Linda Paterson has for many years been leading a collaborative project that makes available a corpus of around two hundred crusade-related songs in Old French and Occitan. It is the culmination of decades of study of the troubadours. This project was a collaborative effort involving the Universities of Warwick, La Sapienza (Rome), and Royal Holloway (London), and was funded by the AHRC from 1 June 2011 to 31 January 2016. The project website has been live for several years (<https://warwick.ac.uk/fac/arts/modernlanguages/research/french/crusades/background/>), and includes full translations of each text into English and Italian, accompanied by useful and detailed notes on the often murky issues of dating and context. The present book is a digest of 'the best bits' that places the songs in their historical contexts over the period 1137–1336.

Paterson's introduction is helpful and lucid, offering thoughts on thorny questions such as the extent to which these songs can be considered popular culture, public opinion, or secular voices. The introduction also discusses modes of performance, which are largely unknowable. From there, Singing the Crusades is structured chronologically, starting around the time of the second crusade because that is when the corpus of French and Occitan songs begins. There are chapters covering each of the major canonical crusades from the second to the [End Page 278] eighth, as well as the Albigensian crusade and the Barons' crusade of Thibaut de Champagne. Each chapter begins with a short description of the crusading context in which the poems are placed, followed by a discussion of how the poems contribute to our understanding of motivations, emotions, and to a lesser extent the events themselves. The book has three appendices. The first is a linguistic analysis by Marjolain Raguin-Barthelmebs, in which she asks to what extent the Occitan troubadours and French trouvères were imitating the themes set forth by crusade preachers. The second and third appendices offer respectively a chronology of the texts and a table showing which songs have melodies preserved in the manuscripts.

• • •

INSTRUCTIONS.
1. In the review of Singing the Crusades, why does the book's chronological structure begin around the time of the second crusade? Answer in one to three sentences.
2. According to the review of Singing the Crusades, which body funded the collaborative project, and for what period?
3. List every university that the review of Singing the Crusades names as taking part in the collaborative project.

MATERIAL.

• • •

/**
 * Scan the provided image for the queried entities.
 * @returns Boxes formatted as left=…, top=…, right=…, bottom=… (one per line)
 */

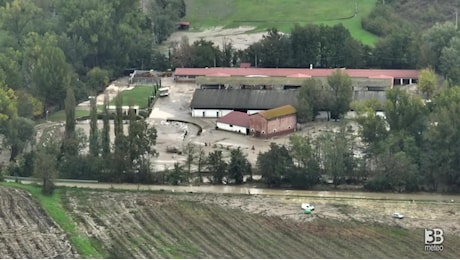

• • •

RESPONSES IN ORDER.
1. The book begins around the second crusade because that is when the corpus of French and Occitan crusade songs begins.

2. The AHRC funded it from 1 June 2011 to 31 January 2016.

3.
- Warwick
- La Sapienza (Rome)
- Royal Holloway (London)